WORK TO DO: Beginning with the line that holds "the grass field", set down each line of the data below through the very last, exactly as given, and nothing beyond that.
BEGIN DATASET CONTENT
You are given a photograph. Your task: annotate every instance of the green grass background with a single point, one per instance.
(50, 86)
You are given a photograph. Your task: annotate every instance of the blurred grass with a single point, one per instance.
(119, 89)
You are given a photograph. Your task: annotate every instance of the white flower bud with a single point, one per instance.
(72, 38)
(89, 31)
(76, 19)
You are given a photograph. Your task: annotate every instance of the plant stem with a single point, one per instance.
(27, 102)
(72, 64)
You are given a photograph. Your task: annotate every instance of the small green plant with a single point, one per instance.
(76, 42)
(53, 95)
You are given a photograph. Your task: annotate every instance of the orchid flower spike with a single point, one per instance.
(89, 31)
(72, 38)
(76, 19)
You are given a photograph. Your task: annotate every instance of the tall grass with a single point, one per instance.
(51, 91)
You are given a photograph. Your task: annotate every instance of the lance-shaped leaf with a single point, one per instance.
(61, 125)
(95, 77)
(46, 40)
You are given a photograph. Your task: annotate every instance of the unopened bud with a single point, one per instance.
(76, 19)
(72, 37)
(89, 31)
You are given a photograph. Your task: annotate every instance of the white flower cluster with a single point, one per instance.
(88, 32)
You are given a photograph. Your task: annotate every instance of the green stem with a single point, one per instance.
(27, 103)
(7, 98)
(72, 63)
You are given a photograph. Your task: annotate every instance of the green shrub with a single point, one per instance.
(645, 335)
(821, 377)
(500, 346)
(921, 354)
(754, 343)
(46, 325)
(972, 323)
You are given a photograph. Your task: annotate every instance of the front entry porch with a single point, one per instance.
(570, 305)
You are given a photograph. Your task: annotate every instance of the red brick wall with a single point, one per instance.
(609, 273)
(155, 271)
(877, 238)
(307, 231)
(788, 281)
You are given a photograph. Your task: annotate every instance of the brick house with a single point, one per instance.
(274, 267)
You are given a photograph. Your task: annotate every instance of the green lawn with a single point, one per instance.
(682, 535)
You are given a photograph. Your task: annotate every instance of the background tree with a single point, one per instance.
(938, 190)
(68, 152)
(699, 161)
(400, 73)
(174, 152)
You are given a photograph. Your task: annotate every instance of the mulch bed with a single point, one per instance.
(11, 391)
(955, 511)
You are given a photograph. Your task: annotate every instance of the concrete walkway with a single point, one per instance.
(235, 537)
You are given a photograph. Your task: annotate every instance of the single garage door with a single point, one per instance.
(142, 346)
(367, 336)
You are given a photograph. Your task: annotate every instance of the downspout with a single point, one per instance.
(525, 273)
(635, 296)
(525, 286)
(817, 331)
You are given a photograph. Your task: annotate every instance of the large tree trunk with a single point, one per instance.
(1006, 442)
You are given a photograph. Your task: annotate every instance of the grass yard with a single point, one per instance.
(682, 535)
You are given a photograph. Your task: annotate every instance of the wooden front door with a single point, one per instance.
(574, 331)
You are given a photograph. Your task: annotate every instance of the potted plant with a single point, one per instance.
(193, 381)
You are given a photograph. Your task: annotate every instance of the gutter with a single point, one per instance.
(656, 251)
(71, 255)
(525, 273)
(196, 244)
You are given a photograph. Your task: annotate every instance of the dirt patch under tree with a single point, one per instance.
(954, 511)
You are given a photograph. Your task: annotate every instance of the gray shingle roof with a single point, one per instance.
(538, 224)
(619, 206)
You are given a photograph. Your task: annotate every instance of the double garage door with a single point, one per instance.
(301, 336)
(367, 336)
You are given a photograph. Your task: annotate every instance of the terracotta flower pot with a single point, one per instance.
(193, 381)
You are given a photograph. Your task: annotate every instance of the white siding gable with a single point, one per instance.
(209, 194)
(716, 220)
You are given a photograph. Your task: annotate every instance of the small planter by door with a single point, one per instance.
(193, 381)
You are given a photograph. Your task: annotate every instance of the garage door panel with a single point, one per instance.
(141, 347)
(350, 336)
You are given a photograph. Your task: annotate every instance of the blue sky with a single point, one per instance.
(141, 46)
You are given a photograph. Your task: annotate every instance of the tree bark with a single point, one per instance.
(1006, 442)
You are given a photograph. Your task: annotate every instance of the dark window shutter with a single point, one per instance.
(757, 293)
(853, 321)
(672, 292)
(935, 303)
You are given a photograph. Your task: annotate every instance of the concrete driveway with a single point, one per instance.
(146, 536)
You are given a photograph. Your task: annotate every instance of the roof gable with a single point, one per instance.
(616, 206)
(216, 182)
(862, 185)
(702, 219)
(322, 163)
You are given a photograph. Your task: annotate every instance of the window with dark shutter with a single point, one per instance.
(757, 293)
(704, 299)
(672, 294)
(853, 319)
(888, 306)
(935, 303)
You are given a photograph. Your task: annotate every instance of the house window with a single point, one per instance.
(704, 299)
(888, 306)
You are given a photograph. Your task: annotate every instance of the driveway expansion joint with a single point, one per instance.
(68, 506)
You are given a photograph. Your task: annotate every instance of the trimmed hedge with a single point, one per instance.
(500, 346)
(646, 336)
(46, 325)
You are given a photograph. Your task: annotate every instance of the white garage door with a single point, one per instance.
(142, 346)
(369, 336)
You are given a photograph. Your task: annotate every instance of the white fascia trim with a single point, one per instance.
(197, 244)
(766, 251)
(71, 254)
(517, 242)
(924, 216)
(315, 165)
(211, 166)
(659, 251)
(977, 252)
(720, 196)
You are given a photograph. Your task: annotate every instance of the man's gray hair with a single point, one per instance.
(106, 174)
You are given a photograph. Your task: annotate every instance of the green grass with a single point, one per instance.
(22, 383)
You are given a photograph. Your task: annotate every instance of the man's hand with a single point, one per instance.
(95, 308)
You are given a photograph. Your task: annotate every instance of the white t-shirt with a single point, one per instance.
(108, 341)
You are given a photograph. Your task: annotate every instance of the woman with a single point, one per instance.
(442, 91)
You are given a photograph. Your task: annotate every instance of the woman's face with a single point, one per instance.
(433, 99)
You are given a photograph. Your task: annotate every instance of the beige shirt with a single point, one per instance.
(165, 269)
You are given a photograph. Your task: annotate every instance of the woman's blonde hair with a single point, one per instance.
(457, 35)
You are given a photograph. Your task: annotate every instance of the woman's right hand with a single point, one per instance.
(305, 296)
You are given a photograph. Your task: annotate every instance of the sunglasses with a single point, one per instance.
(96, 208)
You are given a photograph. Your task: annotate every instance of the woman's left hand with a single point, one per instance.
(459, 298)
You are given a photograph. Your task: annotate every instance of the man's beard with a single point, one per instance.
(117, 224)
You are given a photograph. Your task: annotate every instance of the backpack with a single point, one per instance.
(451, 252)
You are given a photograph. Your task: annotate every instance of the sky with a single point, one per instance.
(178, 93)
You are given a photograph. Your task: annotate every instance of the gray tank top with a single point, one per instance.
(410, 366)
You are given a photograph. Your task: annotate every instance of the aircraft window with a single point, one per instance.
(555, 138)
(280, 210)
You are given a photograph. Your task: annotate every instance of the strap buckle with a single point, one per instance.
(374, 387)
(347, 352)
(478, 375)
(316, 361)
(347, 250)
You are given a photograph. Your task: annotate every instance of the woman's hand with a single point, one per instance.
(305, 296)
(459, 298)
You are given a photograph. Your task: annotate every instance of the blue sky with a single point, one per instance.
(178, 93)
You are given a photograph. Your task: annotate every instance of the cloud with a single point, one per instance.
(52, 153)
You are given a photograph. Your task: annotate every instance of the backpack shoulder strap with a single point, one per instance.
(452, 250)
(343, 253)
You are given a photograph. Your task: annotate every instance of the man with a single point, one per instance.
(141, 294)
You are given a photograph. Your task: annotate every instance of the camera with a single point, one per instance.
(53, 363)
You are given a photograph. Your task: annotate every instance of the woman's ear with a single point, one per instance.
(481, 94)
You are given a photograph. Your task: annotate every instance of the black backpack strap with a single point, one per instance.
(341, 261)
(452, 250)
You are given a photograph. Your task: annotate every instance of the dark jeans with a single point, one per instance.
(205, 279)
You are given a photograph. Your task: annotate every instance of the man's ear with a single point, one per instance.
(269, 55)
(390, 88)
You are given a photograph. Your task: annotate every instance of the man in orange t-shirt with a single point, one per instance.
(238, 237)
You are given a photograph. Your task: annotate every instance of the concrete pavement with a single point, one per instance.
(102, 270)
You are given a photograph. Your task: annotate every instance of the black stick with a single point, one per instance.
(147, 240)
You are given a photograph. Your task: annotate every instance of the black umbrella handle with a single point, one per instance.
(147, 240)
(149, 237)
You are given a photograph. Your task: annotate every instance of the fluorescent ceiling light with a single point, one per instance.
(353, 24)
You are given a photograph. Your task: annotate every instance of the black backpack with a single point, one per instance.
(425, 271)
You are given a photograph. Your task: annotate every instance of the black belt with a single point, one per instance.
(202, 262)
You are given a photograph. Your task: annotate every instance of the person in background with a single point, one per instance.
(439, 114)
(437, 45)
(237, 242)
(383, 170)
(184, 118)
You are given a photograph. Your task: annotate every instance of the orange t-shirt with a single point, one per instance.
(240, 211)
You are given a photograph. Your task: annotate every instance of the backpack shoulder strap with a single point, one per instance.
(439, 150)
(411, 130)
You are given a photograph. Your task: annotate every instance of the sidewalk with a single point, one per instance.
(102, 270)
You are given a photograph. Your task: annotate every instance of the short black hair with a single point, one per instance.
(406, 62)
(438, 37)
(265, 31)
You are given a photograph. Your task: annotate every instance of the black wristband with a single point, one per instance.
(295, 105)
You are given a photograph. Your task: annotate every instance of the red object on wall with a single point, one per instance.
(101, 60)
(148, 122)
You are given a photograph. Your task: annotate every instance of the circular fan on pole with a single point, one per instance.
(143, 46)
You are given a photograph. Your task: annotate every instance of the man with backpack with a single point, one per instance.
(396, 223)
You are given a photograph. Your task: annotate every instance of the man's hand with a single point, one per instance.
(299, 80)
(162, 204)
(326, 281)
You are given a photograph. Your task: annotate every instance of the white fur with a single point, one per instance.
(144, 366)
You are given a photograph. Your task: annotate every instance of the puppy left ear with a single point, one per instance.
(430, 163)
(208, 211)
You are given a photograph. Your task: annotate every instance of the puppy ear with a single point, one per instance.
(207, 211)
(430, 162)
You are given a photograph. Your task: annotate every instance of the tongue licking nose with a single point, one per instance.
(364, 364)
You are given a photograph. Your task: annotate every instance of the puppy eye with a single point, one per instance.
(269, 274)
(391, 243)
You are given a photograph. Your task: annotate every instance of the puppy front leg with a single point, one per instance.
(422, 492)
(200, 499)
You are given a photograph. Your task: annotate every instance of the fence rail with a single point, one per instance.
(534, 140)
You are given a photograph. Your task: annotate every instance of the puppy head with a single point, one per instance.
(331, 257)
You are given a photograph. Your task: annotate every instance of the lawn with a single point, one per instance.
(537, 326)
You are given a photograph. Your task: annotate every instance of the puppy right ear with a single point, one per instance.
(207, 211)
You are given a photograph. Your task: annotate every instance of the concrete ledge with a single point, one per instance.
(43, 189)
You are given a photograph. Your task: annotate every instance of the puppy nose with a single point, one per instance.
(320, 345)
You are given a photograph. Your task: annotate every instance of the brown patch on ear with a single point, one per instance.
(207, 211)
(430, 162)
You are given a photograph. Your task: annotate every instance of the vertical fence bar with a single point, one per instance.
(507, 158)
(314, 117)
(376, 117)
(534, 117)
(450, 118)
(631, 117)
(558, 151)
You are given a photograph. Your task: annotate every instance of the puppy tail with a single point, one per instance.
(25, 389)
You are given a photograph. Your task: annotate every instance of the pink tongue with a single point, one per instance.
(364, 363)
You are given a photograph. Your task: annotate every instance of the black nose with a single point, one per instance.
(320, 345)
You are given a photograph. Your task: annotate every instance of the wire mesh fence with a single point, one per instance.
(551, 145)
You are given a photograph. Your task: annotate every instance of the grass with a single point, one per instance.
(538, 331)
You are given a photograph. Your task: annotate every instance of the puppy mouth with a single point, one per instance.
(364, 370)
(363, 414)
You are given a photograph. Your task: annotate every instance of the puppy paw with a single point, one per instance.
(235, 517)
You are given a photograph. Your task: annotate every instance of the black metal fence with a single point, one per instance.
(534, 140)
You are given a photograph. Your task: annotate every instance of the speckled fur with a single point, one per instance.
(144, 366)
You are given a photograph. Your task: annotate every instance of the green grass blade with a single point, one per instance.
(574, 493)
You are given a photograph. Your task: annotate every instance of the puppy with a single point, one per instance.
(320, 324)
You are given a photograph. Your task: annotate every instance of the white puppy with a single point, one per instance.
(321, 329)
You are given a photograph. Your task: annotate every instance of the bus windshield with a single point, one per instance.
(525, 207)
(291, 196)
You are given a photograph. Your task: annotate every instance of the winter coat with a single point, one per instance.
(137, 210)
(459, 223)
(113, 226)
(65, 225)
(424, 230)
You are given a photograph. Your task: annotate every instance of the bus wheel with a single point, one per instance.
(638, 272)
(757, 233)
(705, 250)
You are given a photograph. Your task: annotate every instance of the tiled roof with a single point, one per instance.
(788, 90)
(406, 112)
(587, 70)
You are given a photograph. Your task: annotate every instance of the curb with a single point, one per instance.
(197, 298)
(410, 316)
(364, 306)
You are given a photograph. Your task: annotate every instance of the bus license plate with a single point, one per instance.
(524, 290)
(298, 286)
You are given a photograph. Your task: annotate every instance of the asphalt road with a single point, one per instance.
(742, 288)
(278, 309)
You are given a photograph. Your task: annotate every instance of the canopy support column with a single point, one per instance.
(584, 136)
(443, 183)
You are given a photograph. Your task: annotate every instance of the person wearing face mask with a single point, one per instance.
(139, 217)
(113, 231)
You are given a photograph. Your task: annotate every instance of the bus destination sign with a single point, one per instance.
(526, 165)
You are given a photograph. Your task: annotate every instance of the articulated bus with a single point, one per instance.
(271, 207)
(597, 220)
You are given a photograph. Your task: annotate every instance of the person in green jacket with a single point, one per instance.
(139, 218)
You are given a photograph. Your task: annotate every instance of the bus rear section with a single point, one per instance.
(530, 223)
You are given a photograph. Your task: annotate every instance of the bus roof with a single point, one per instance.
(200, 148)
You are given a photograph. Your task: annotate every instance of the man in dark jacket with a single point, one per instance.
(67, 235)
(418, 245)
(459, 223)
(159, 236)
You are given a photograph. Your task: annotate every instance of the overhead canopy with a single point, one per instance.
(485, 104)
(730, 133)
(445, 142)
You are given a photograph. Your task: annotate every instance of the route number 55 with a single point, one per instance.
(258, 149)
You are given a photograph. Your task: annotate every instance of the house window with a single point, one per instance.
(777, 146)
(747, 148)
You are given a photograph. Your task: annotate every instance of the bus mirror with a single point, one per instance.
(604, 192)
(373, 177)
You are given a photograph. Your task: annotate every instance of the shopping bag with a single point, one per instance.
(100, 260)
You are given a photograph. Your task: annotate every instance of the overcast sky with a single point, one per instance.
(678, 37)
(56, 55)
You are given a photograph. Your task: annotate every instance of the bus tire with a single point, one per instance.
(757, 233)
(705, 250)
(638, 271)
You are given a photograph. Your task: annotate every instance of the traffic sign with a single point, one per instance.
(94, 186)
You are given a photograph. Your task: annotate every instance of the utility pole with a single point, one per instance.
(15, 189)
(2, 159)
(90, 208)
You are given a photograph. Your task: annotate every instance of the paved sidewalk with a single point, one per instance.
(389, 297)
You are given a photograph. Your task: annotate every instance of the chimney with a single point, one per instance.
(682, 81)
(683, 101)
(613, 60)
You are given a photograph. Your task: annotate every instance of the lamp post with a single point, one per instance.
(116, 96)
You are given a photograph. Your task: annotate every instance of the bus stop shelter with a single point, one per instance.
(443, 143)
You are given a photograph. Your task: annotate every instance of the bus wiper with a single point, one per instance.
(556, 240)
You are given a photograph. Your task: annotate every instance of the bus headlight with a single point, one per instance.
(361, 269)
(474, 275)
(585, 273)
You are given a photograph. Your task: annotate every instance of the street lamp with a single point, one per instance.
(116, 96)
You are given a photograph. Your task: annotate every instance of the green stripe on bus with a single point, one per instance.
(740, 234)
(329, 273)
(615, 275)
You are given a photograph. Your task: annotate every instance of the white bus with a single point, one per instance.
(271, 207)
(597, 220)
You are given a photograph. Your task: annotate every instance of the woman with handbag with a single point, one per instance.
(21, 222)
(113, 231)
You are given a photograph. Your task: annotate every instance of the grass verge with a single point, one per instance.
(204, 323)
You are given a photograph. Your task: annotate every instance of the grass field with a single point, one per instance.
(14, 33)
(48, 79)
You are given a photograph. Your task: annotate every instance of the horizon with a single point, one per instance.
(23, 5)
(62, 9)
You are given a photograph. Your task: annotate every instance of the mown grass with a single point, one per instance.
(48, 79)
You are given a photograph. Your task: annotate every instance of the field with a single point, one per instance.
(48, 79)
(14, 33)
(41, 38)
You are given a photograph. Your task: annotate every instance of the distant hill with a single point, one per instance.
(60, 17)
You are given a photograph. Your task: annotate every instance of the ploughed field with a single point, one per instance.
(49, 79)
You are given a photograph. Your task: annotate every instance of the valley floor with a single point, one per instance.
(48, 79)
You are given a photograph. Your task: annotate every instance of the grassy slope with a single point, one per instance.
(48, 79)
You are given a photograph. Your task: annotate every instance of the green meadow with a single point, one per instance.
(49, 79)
END DATASET CONTENT
ANSWER TO THIS PROBLEM:
You are given a photograph. Your task: annotate every instance of the grass field with a single point, one per instance.
(14, 33)
(48, 79)
You are given a photograph. Your task: annotate every instance of the horizon with a single point, one per instance.
(23, 5)
(62, 9)
You are given a photograph. Your task: annotate every instance of the mown grass with a single point, one per instance.
(48, 79)
You are given a photograph. Your task: annotate every instance of the field with a single point, one per instance.
(48, 79)
(14, 33)
(41, 38)
You are given a photograph. Your task: annotate every instance of the distant hill with a single point, one per instance.
(60, 17)
You are given a photograph. Your task: annotate every instance of the ploughed field with a single point, one per instance.
(49, 79)
You are given a photograph. Your task: annotate every instance of the valley floor with a single point, one per instance.
(48, 79)
You are given a photograph. Your task: annotate every instance of the grassy slope with a single point, one per instance.
(48, 79)
You are given a photograph. Your task: annotate every instance of the green meadow with a single point, one per instance.
(49, 79)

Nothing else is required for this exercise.